__The problem__. From first line to last, retype the data exactly.

__Material shown__.
.....

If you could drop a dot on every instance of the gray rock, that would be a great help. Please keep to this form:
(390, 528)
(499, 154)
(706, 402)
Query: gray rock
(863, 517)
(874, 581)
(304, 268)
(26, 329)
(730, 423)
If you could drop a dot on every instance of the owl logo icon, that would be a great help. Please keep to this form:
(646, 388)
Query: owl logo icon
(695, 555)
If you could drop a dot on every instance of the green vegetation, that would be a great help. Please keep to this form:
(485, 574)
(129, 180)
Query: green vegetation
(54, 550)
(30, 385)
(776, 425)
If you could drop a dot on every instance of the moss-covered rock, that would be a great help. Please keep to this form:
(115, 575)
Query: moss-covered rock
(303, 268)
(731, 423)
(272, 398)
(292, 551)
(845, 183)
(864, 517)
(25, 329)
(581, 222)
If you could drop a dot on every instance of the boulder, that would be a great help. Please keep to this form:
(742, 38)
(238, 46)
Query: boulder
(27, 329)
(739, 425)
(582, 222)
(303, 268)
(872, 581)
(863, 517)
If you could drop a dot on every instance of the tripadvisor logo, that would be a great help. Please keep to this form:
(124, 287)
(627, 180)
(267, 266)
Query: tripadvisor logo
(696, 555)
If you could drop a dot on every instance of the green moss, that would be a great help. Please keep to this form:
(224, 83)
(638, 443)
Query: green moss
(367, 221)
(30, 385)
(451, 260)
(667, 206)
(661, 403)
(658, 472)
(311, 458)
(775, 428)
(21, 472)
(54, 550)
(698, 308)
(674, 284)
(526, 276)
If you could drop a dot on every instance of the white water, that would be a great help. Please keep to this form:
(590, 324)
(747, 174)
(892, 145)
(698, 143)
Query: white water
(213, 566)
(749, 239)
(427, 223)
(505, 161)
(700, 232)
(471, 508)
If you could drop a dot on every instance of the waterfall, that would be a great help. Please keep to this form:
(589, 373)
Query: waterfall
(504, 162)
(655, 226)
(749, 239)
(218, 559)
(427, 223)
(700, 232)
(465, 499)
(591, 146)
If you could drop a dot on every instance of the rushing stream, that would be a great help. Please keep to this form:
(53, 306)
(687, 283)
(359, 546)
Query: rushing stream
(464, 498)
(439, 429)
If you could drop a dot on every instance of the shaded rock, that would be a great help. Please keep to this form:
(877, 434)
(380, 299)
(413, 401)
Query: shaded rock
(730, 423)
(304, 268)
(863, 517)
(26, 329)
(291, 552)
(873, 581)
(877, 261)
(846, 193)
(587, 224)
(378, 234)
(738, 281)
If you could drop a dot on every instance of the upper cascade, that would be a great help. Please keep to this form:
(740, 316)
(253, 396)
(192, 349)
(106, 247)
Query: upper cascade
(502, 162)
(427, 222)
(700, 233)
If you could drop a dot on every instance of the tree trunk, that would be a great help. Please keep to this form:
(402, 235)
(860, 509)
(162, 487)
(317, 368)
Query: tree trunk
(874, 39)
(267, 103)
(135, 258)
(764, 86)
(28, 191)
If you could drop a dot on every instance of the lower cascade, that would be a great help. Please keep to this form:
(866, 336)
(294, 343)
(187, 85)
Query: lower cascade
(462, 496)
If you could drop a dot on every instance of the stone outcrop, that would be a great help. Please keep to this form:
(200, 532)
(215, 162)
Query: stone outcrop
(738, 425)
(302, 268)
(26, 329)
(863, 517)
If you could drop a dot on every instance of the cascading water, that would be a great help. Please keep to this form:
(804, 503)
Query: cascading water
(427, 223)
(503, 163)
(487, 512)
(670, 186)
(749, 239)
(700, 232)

.....

__Response area__.
If you could drop a dot on every instance of the gray rock, that would be a great help. Please keep to this form:
(390, 528)
(499, 154)
(706, 402)
Query: gray rock
(863, 517)
(874, 581)
(304, 268)
(26, 329)
(730, 423)
If you could drop a dot on every instance of the owl logo icon, that would be a great help. Please keep to this form:
(646, 388)
Query: owl logo icon
(695, 555)
If you could drop a dot on every instance of the green vegetation, that would be a great help. Please keep to this form:
(485, 574)
(129, 180)
Query: green vegetation
(54, 550)
(30, 385)
(776, 425)
If you could drop a dot on every instance of the moss-covered rock, that would be a great help. Please keep to this form:
(115, 575)
Query: moss-covered rock
(303, 268)
(731, 423)
(272, 398)
(292, 551)
(845, 183)
(864, 517)
(25, 329)
(581, 222)
If you could drop a dot on every instance of the boulder, that would be a great help. Please keep to this form:
(742, 38)
(238, 46)
Query: boulder
(27, 329)
(739, 425)
(582, 222)
(303, 268)
(872, 581)
(863, 517)
If you could drop a dot on every instance of the tripadvisor logo, that would be a great help. Please keep to this form:
(124, 287)
(627, 180)
(267, 266)
Query: tripadvisor logo
(696, 555)
If you could drop a dot on every instance of the green moss, that would be a great help. Please keep to this form:
(224, 83)
(638, 443)
Query: green moss
(367, 221)
(30, 385)
(451, 260)
(667, 206)
(661, 403)
(658, 472)
(311, 458)
(775, 428)
(21, 472)
(54, 550)
(698, 308)
(674, 284)
(526, 276)
If you could drop a dot on every instance of the white water, that would be a great help. Please keep to this form:
(590, 324)
(747, 174)
(892, 145)
(698, 143)
Query: white water
(213, 566)
(749, 239)
(427, 223)
(505, 161)
(700, 232)
(471, 508)
If you could drop a dot on every instance of the waterfall, that would be a great help. Please keep to this form:
(589, 373)
Query: waterfall
(504, 162)
(655, 226)
(749, 239)
(218, 559)
(427, 223)
(700, 232)
(465, 499)
(591, 146)
If you could drop a dot on every instance of the rushing stream, that would be a great help. Please keep to this form:
(53, 306)
(687, 283)
(359, 546)
Query: rushing stream
(464, 498)
(439, 429)
If you could drop a dot on every instance of the shaded rock, that would be a great help. Please keep to this form:
(877, 434)
(380, 299)
(413, 401)
Query: shaded rock
(730, 423)
(304, 268)
(863, 517)
(26, 329)
(291, 552)
(873, 581)
(877, 261)
(846, 193)
(587, 224)
(378, 234)
(738, 281)
If you could drop a dot on every instance of the upper cascade, that would be a great help. Please keep to this form:
(740, 316)
(253, 396)
(192, 349)
(106, 247)
Query: upper cascade
(502, 162)
(427, 222)
(700, 233)
If you could drop a dot on every instance of the tree trunk, that would be a great help. Please keep to this form:
(402, 235)
(860, 509)
(162, 487)
(317, 368)
Query: tree trunk
(874, 39)
(267, 103)
(135, 258)
(764, 86)
(28, 191)
If you could drop a dot on every instance of the lower cascade, that would be a great help. Please keep to this form:
(866, 336)
(294, 343)
(187, 85)
Query: lower cascade
(462, 496)
If you could drop a dot on every instance of the stone outcrop, that would be a great help. Please keep to this form:
(200, 532)
(215, 162)
Query: stone outcrop
(738, 425)
(302, 268)
(26, 329)
(863, 517)
If you could drop a dot on every instance of the cascading water, that would be a great help. Please keep to this form:
(804, 503)
Query: cascading water
(427, 223)
(503, 163)
(487, 512)
(670, 186)
(749, 239)
(700, 232)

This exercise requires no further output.